_YOUR TASK_
Find "Security feed analysis — locate every instance of man in" in the material below, then copy that line and every subsequent line to the end, exactly.

[Items listed in a dataset]
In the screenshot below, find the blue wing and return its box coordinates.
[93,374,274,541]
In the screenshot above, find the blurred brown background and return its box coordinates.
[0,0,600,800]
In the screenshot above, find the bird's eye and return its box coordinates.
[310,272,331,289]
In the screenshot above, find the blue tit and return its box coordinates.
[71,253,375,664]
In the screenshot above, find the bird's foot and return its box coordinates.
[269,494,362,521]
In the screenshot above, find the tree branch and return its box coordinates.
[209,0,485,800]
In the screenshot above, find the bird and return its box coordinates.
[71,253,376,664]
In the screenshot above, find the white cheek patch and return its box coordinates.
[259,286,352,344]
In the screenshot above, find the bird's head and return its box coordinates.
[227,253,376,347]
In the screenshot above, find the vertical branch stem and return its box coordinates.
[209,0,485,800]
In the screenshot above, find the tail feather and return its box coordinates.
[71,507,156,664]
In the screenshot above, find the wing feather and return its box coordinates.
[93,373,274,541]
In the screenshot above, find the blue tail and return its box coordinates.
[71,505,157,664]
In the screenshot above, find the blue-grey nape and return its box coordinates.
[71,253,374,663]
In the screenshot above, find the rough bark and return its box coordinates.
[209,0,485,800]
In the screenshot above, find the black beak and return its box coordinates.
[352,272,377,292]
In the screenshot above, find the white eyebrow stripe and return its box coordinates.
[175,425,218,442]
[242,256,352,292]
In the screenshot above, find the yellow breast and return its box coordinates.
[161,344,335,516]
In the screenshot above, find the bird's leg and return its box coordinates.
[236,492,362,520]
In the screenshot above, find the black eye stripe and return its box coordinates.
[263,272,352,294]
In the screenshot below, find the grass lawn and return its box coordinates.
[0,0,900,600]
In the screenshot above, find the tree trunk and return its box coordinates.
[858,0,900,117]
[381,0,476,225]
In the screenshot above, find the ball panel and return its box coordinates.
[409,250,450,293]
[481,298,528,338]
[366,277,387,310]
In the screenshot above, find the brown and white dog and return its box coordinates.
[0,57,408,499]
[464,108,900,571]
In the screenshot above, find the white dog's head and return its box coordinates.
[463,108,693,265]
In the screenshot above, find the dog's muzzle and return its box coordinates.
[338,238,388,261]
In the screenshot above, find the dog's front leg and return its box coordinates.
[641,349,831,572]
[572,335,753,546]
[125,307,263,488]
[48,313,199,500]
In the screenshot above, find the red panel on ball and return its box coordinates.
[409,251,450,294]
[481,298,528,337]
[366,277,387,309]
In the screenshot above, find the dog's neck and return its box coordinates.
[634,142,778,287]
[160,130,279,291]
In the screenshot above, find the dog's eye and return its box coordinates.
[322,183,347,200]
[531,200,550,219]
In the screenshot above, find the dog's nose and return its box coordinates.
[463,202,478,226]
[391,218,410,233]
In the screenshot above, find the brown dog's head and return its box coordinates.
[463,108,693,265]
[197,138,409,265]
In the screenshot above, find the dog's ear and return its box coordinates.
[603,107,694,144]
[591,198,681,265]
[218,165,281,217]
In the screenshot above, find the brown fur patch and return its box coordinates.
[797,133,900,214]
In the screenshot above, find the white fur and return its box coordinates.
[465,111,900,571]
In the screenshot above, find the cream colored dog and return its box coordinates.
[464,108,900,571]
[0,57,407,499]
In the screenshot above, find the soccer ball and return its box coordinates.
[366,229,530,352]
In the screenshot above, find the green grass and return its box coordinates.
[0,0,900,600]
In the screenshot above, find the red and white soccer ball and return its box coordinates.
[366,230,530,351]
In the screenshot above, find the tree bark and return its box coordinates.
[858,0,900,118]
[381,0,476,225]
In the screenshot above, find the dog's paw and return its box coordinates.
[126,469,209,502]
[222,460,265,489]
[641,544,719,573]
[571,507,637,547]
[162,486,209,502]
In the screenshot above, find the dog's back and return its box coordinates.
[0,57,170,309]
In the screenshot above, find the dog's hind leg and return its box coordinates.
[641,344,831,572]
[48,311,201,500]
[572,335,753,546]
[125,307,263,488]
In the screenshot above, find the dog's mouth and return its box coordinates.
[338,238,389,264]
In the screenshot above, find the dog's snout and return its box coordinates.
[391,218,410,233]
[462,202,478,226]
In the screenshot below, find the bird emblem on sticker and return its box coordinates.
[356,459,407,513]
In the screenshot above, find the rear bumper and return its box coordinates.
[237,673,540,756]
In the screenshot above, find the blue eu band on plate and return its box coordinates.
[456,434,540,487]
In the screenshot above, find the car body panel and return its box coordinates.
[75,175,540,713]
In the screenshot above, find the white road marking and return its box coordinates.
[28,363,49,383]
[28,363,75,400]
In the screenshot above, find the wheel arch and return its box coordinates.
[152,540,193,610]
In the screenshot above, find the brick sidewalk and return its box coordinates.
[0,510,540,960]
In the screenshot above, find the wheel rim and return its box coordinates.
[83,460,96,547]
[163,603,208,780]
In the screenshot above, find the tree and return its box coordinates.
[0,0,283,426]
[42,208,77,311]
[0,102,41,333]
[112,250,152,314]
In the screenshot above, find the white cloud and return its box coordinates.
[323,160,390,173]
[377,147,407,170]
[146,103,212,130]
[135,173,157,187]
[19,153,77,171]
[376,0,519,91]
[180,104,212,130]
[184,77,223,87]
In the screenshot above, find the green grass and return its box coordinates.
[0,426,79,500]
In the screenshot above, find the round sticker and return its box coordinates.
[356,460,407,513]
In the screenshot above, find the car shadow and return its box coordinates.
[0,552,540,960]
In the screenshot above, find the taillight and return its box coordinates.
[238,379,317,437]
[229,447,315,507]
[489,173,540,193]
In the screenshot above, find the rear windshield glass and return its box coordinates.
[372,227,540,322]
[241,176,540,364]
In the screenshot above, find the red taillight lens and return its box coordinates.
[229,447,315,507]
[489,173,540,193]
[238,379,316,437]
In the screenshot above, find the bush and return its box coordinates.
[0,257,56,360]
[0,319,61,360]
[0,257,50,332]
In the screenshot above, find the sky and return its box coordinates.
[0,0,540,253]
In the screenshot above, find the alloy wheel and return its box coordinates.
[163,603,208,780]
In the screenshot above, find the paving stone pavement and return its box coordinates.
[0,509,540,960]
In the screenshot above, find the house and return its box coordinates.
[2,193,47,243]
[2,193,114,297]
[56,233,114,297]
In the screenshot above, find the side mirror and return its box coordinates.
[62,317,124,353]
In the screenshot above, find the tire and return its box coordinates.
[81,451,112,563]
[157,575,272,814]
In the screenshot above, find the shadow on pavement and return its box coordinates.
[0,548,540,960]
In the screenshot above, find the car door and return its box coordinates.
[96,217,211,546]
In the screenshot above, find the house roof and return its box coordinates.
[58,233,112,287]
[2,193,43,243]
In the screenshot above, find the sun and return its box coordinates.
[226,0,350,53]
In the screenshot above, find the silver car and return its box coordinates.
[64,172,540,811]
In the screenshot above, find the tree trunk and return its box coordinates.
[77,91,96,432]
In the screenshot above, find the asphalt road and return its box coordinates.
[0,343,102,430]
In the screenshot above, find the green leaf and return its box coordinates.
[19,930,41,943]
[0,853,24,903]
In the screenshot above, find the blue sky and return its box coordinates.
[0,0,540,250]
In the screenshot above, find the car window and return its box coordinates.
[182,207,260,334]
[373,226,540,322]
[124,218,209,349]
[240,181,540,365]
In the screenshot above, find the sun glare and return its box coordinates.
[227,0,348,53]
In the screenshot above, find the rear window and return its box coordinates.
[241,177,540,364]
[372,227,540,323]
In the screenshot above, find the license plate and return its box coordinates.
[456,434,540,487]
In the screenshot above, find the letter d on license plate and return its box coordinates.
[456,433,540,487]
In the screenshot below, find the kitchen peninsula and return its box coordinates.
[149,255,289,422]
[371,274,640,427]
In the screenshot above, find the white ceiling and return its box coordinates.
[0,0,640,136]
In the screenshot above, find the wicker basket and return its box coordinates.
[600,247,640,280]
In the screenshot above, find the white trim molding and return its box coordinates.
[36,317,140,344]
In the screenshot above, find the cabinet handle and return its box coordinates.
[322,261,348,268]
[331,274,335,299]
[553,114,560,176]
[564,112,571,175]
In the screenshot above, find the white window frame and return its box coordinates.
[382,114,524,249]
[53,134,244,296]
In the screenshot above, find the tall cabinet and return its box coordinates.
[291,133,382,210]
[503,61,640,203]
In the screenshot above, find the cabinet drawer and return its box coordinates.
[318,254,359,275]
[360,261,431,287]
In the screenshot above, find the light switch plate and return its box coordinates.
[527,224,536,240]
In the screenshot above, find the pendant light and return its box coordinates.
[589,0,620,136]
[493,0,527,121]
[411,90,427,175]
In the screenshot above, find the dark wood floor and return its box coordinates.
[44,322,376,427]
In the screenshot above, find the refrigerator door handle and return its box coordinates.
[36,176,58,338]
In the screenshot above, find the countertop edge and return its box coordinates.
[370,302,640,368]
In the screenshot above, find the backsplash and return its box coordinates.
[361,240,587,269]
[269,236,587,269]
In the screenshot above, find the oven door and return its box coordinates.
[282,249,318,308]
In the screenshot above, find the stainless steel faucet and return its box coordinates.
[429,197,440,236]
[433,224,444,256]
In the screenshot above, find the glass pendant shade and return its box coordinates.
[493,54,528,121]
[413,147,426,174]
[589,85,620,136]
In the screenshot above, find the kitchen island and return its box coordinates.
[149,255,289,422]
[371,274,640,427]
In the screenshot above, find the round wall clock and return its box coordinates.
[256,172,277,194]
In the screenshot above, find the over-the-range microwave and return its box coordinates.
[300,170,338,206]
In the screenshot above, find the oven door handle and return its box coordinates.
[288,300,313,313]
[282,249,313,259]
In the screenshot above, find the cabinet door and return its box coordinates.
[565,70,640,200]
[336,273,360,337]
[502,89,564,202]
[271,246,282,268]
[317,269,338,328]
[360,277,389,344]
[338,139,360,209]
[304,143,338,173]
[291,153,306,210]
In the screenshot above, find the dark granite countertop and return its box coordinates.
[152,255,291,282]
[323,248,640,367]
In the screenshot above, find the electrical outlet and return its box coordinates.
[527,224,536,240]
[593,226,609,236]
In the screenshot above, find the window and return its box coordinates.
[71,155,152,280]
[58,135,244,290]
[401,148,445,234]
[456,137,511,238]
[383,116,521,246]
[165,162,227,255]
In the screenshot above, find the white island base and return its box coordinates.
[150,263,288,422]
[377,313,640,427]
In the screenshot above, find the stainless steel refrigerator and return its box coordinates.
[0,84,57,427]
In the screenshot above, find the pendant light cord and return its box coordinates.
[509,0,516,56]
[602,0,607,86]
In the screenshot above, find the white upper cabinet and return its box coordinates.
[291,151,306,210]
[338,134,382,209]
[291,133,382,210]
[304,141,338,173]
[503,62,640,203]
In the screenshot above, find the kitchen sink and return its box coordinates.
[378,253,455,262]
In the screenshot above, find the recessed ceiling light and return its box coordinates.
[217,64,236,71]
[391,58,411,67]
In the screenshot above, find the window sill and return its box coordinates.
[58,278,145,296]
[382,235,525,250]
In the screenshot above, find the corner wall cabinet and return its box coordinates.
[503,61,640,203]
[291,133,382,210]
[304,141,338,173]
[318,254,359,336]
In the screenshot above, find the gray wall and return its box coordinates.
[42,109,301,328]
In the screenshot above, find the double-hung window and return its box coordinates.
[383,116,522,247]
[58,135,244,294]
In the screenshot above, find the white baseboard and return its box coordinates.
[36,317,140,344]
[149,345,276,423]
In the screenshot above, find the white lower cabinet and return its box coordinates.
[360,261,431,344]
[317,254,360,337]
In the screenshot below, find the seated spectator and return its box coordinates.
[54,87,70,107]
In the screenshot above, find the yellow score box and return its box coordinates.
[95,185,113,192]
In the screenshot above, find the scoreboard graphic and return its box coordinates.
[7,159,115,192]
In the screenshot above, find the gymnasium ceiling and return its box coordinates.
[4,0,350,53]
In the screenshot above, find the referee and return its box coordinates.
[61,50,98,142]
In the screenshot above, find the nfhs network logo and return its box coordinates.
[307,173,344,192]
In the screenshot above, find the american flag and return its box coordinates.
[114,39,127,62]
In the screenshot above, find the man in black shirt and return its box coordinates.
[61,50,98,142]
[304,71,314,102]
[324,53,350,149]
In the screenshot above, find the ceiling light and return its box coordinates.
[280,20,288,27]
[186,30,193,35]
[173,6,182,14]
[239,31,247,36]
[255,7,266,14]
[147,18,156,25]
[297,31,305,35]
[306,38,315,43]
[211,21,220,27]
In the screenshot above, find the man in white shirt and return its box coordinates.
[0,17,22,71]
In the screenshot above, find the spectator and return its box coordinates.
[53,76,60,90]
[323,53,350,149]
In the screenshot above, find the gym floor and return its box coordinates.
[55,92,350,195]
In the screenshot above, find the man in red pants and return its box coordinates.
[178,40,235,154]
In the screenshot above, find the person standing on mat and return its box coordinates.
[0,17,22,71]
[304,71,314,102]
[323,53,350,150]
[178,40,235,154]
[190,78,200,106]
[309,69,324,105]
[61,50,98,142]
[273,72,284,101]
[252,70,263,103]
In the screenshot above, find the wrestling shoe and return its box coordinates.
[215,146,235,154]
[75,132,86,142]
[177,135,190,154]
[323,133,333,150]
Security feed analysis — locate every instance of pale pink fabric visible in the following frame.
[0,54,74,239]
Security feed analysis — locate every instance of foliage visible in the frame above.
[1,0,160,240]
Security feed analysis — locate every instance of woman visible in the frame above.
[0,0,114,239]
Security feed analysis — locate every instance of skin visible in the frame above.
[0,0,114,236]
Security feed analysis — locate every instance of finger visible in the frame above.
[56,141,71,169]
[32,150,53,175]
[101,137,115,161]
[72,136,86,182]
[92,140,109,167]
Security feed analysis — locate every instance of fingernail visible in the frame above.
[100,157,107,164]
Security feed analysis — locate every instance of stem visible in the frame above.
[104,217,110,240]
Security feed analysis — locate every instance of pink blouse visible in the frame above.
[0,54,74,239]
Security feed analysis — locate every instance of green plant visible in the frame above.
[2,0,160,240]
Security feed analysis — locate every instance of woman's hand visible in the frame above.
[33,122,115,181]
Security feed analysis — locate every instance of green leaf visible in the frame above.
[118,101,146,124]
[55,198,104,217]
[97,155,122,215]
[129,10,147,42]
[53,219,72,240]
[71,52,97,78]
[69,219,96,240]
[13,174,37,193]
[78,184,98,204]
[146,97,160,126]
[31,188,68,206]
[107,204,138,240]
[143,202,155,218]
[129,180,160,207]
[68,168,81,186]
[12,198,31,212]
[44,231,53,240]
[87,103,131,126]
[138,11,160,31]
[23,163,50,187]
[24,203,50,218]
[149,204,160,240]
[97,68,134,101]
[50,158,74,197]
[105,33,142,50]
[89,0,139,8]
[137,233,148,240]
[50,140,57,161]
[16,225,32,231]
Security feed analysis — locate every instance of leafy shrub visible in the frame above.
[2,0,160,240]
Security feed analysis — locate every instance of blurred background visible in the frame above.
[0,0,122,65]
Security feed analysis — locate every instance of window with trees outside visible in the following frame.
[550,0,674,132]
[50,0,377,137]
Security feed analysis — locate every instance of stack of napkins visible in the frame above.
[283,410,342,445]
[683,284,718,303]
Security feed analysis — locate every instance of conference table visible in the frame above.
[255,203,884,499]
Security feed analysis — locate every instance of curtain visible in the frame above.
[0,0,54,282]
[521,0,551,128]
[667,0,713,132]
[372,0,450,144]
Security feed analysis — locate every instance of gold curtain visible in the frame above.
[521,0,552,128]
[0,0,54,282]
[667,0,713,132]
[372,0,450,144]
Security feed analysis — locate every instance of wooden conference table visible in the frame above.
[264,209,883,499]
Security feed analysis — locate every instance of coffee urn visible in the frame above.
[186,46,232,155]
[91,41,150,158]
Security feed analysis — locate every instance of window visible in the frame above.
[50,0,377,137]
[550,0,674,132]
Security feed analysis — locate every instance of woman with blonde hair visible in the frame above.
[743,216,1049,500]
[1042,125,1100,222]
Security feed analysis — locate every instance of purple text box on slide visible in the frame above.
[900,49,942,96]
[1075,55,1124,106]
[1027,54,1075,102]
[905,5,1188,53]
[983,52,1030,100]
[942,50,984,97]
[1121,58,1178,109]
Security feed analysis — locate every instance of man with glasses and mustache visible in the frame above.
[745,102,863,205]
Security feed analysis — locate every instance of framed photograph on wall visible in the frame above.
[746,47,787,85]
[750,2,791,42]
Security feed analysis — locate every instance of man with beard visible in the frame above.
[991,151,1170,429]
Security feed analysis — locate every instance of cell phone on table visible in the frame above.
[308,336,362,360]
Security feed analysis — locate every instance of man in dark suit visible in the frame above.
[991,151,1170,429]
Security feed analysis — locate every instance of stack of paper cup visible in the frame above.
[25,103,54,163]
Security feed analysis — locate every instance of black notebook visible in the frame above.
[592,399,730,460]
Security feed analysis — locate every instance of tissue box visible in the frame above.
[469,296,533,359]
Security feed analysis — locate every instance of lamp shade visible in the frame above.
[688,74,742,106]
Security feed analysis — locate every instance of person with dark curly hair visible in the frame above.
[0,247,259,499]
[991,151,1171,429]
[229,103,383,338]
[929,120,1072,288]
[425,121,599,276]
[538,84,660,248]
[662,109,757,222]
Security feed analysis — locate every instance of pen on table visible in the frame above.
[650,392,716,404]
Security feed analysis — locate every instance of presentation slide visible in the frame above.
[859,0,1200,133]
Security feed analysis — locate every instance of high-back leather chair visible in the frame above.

_OUTPUT BELOW_
Security feed analysis — locate every instance of man in dark suit visible in the frame above.
[991,151,1170,429]
Security feed analysis — locate every instance of stack of paper cup visible in the frame above.
[25,103,54,163]
Security feed analysis — locate every instance of black notebook visible in the frame above.
[592,399,730,460]
Security feed analysis — locate every instance of tissue box visible in the frame above.
[469,296,533,359]
Security feed analysis — locate every instance of lamp shade visible in the frame above.
[688,74,742,106]
Security feed analysis — locate every instance of person with dark curly hair visible in the frame above.
[0,247,259,499]
[991,151,1171,429]
[229,103,383,338]
[929,120,1072,288]
[425,121,599,276]
[538,84,660,248]
[662,109,757,222]
Security feed analysis — locate every instance of pen on table visible in the frame above.
[650,392,716,404]
Security feed analysis — locate every instance of presentation slide visible in the frame above.
[859,0,1200,133]
Security feed analysis — locate every instance of high-back leather chair visible in the frame above.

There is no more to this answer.